What the task requires: Filtering the records below, copy only those lines that include the word "accurate".

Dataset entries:

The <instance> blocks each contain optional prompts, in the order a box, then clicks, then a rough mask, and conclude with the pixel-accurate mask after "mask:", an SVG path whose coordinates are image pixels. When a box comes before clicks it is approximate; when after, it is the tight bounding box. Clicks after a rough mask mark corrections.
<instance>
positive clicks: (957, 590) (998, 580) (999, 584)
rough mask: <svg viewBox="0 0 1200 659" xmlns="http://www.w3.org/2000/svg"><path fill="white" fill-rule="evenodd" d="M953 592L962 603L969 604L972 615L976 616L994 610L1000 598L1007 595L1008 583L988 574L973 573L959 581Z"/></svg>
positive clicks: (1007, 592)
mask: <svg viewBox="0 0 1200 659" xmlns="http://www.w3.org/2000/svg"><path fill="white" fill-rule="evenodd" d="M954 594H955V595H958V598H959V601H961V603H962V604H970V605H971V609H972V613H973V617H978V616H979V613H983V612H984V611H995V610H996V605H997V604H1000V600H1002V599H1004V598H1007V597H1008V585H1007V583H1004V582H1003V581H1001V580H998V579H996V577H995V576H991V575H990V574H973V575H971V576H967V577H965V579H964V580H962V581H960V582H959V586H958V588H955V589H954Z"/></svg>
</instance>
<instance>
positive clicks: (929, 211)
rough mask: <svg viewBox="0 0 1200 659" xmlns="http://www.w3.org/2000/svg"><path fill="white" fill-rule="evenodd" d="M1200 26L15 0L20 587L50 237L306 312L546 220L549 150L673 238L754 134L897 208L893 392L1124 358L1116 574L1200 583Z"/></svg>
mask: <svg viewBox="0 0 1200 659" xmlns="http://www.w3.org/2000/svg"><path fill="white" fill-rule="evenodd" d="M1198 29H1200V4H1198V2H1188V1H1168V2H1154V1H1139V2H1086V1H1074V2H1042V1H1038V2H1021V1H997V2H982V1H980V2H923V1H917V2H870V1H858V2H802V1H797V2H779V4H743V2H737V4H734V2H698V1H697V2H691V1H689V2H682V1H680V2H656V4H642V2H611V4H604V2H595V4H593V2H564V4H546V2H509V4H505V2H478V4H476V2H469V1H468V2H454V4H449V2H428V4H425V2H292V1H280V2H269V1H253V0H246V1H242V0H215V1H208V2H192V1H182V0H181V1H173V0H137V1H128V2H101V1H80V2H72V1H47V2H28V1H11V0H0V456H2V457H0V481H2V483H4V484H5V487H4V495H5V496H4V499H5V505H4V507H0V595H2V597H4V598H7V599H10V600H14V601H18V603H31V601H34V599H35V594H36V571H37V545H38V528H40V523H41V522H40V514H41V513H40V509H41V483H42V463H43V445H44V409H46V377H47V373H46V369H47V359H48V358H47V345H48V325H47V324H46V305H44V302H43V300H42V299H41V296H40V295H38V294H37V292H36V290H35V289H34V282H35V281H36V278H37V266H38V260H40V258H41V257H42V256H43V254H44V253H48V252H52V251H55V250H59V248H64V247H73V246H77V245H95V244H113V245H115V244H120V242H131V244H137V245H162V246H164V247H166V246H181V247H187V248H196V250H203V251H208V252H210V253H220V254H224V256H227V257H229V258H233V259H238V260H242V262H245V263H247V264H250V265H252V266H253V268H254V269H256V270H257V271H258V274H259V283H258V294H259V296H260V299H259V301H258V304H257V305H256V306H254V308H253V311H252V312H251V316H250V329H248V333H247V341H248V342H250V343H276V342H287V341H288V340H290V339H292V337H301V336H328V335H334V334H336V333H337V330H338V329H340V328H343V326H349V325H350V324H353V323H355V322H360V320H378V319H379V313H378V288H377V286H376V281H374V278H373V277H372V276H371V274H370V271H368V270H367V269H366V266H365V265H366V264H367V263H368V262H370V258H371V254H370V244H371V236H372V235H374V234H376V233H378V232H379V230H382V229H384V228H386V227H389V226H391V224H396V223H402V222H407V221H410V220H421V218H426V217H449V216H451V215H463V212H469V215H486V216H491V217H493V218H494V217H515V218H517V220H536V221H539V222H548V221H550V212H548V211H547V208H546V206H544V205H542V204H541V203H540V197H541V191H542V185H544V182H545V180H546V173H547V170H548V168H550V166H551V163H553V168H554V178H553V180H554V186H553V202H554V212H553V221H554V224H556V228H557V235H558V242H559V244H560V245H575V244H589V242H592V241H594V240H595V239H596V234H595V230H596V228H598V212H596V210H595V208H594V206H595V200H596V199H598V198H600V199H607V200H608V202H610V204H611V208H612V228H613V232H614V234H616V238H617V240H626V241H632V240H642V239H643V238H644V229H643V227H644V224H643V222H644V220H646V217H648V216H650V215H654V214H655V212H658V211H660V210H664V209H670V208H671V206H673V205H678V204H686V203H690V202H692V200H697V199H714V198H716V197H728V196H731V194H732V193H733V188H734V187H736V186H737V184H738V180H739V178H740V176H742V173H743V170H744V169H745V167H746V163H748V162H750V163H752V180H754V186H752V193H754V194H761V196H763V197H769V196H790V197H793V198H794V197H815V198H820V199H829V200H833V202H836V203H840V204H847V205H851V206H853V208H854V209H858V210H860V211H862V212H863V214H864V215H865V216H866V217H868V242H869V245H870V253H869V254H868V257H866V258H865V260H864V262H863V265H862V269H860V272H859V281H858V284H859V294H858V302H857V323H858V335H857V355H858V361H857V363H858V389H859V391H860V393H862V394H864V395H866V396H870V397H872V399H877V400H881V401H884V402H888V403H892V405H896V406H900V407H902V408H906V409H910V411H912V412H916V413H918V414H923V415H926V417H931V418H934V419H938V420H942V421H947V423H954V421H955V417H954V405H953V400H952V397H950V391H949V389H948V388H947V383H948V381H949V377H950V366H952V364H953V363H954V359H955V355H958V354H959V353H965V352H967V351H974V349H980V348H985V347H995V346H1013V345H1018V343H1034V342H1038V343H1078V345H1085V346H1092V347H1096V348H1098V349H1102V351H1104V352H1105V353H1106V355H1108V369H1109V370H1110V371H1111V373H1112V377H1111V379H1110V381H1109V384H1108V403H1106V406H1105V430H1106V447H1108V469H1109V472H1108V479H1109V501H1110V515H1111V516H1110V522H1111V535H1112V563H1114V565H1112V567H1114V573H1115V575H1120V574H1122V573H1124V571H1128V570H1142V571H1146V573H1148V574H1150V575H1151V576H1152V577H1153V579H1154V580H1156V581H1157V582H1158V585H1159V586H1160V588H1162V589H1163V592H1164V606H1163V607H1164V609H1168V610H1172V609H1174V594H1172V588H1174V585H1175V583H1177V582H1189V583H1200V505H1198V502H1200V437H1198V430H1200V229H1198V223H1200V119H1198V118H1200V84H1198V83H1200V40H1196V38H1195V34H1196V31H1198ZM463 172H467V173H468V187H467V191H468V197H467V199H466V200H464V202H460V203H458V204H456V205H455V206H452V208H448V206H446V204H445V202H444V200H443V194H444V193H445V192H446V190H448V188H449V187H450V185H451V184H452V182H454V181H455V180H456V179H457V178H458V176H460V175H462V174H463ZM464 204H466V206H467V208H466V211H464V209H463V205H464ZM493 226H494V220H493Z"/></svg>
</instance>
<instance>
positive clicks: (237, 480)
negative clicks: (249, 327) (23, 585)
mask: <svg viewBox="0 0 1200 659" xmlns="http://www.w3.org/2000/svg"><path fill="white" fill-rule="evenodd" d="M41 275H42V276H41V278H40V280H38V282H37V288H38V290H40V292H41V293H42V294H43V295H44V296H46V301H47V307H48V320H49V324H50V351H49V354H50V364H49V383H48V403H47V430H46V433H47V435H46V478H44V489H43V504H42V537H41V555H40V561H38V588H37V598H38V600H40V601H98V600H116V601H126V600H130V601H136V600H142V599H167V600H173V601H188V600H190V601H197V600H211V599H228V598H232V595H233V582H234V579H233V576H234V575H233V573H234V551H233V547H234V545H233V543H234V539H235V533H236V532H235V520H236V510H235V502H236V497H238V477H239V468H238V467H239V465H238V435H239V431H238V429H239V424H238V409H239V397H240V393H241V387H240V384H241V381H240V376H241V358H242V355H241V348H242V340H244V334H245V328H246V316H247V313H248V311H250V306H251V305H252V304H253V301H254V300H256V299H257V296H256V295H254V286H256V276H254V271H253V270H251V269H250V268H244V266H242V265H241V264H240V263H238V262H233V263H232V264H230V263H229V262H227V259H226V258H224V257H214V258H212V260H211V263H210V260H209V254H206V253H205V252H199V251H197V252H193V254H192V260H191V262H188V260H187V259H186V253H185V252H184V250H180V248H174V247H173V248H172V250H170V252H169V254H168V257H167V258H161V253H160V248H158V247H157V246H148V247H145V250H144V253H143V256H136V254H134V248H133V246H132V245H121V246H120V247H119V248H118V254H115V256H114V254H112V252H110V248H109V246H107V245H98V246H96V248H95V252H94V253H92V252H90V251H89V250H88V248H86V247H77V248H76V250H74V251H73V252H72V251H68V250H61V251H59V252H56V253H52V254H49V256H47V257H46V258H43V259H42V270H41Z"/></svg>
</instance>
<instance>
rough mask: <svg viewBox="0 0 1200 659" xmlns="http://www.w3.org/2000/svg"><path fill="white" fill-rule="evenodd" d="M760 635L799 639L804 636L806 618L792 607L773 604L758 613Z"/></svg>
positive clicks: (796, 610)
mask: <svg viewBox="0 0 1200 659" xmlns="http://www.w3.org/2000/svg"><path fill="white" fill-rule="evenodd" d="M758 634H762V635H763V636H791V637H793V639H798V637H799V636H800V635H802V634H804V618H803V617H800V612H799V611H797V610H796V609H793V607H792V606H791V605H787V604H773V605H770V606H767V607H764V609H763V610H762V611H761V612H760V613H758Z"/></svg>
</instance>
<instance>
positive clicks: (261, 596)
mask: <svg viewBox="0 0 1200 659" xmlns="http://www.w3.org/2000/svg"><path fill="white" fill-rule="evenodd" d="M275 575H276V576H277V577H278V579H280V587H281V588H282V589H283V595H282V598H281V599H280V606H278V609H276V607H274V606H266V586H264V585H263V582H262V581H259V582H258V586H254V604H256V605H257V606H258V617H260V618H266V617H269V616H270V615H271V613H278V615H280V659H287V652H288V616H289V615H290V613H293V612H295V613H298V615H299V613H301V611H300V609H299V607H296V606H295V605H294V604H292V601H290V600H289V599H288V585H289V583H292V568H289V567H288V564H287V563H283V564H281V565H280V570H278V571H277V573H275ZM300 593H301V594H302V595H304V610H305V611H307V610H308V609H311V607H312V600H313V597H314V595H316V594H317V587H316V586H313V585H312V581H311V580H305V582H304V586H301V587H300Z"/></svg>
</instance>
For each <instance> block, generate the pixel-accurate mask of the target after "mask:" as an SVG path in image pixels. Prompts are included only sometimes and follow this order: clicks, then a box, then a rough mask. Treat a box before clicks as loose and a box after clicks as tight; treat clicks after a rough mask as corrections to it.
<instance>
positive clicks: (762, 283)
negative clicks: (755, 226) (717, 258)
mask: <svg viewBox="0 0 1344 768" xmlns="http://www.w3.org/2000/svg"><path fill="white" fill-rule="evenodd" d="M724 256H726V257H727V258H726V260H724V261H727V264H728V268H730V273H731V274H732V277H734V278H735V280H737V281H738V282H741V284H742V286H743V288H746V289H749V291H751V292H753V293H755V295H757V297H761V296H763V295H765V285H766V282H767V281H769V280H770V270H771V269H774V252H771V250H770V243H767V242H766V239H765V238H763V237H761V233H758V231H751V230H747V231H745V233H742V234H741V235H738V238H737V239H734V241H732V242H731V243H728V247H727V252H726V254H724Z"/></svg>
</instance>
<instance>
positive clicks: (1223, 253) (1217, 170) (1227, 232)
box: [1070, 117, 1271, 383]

Answer to this task:
The <instance> blocks each contain optional prompts, in the order a box, then clicks, then a rough mask, and conclude with the pixel-accurate mask after "mask:", an SVG path whose coordinates are image pixels. When a box comes before clicks it is approximate; when after, it is the tight bounding box. Clicks after a rough mask mark corrections.
For each <instance> block, generate the pixel-accurate mask of the target after "mask:" as an SVG path in image pixels. Prompts are included only sometimes and follow this order: clicks, then a box, then a rough mask. Treat a box before clicks as loose and a box after clicks as tight; treat clicks after a rough mask as corrections to it.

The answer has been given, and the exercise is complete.